── Recorded information ──

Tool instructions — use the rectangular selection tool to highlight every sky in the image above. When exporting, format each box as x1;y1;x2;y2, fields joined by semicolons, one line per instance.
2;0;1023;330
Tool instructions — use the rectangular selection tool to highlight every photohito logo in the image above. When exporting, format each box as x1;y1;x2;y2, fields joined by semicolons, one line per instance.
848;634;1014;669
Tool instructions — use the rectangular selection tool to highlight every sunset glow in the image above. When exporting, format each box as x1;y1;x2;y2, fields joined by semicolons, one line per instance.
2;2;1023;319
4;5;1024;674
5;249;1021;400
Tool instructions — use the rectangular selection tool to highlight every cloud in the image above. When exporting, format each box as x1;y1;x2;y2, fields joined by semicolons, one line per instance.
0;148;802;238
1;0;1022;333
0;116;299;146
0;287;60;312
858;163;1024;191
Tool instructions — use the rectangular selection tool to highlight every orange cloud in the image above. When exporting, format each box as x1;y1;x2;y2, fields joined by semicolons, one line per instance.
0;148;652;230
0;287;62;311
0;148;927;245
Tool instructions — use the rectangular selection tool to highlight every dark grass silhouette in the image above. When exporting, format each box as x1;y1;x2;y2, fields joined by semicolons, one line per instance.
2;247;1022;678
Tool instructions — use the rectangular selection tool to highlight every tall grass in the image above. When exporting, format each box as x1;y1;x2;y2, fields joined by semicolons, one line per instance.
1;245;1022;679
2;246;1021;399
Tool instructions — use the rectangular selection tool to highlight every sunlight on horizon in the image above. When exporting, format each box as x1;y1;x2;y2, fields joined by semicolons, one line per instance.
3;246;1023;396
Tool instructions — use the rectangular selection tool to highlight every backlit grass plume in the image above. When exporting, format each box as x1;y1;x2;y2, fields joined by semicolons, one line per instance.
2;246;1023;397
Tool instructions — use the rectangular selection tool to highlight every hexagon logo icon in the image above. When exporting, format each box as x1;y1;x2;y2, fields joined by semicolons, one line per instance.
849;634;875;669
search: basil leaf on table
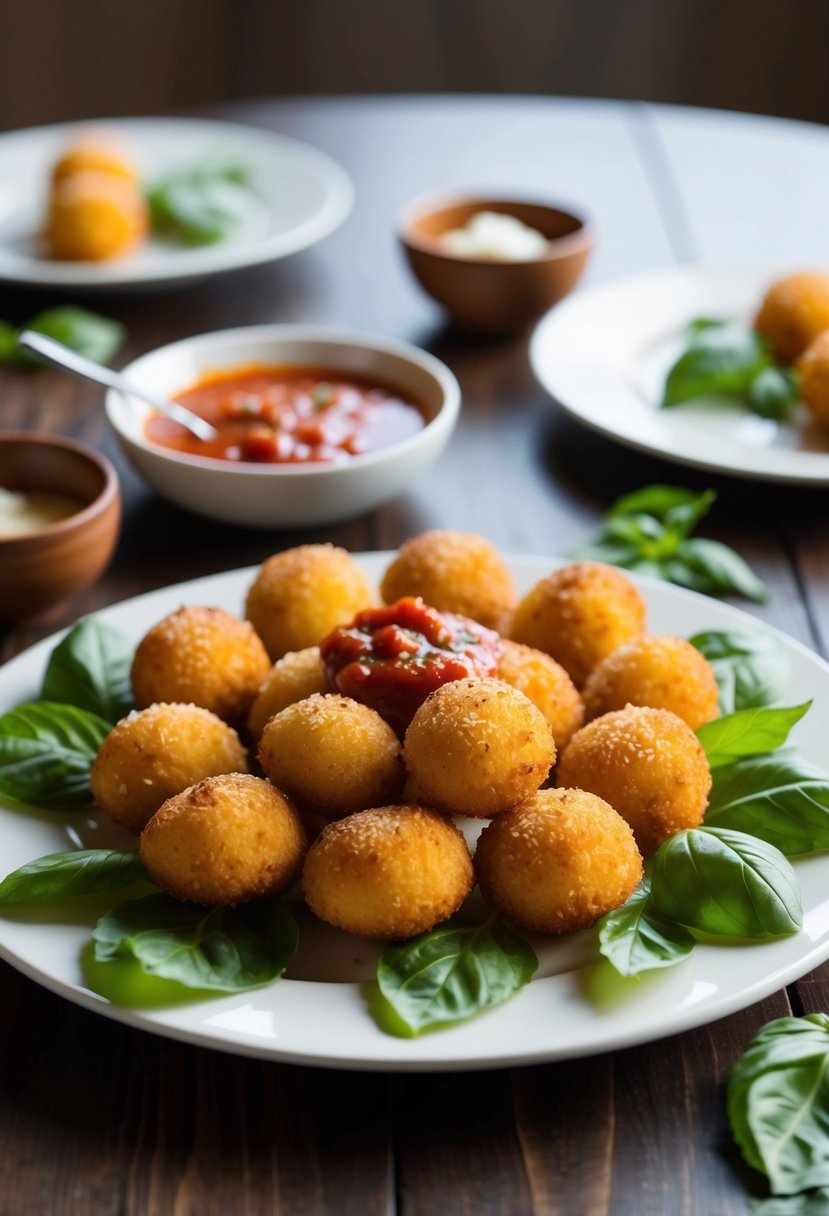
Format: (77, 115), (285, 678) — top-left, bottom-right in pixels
(728, 1013), (829, 1196)
(608, 484), (713, 523)
(0, 320), (18, 361)
(24, 306), (125, 365)
(650, 827), (802, 938)
(689, 628), (792, 714)
(697, 703), (811, 769)
(376, 914), (537, 1035)
(0, 849), (146, 904)
(706, 751), (829, 857)
(93, 892), (298, 992)
(597, 882), (695, 977)
(41, 619), (134, 724)
(662, 322), (769, 408)
(0, 702), (110, 810)
(668, 538), (769, 603)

───

What to do: Each entry is to be given again exactly as it stands, with its pictures removed.

Solution to this problem:
Tool instructions — use the rectangular selection tool to highlight every sky in the image above. When exporting, format each box as x1;y1;x2;y2, fields joined by semicolons, one line per instance.
2;0;1023;330
Tool instructions — use the rectangular selection tool to highlight every photohito logo in the image above. When exporting, format each box as x1;y1;x2;y2, fields joined by semicolons, one line per instance.
848;634;1014;669
Tool instructions — use the rectangular selection tool to highlight every sunset glow in the image above. When exporting, format each box as x1;y1;x2;y2, fields joined by semicolons, one line per instance.
2;2;1023;319
4;5;1024;674
5;249;1021;400
Tool instructions — use the rectangular selection tool to highlight every cloud in the image above. When exporting, format each box as x1;y1;x2;y2, fields joined by semicolons, one line per instance.
0;148;802;238
1;0;1022;333
0;116;299;146
0;287;60;312
858;163;1024;191
Tool instructions — use the rectangular selection tool to highlight every orange cloud in the image above. When exporting, format each box as x1;y1;x2;y2, fields joined by semicolons, one line per instance.
0;148;652;230
0;287;62;311
0;148;927;245
Tool instructions — use the rectangular selection tool to highlight every dark grass silhouette in the image above. When exporting, format each box as x1;y1;x2;y2, fields joined by semicolons, one line per instance.
2;247;1022;678
Tool instructions — use the rectangular selection tool to highlight every tall grass in the image above. When exporting, format each box as x1;y1;x2;y2, fields joined by semicolons, one line per instance.
1;245;1022;679
2;246;1021;399
Tool instructions — use the rectangular selection tool to highlight every sunlight on horizon in the image above. When exporting, format each box as x1;y1;x2;y2, fields joined by semicolons, one line per instance.
3;246;1023;396
Tool instructions — use the rectangular selection tool to highlight every backlit grass plume in the image above. When exporting, format each box as x1;y1;x2;y2, fields joined by semicolons, one line per instance.
2;246;1023;397
Tool instructions — use the rectangular selection tool to highlight every hexagon logo icon in the image above. When exporting, format each box as x1;y1;x2;y2, fields joined by semicolons, one line per instance.
849;634;875;669
search: basil leaf on table
Format: (77, 115), (285, 678) — top-left, bottom-right in pixels
(728, 1013), (829, 1196)
(608, 484), (713, 523)
(0, 320), (18, 361)
(24, 306), (125, 365)
(650, 827), (802, 938)
(689, 628), (792, 714)
(697, 703), (811, 769)
(376, 914), (537, 1035)
(0, 849), (146, 904)
(706, 751), (829, 857)
(93, 892), (298, 992)
(597, 882), (695, 977)
(41, 619), (134, 724)
(662, 322), (769, 408)
(0, 702), (110, 810)
(668, 538), (769, 603)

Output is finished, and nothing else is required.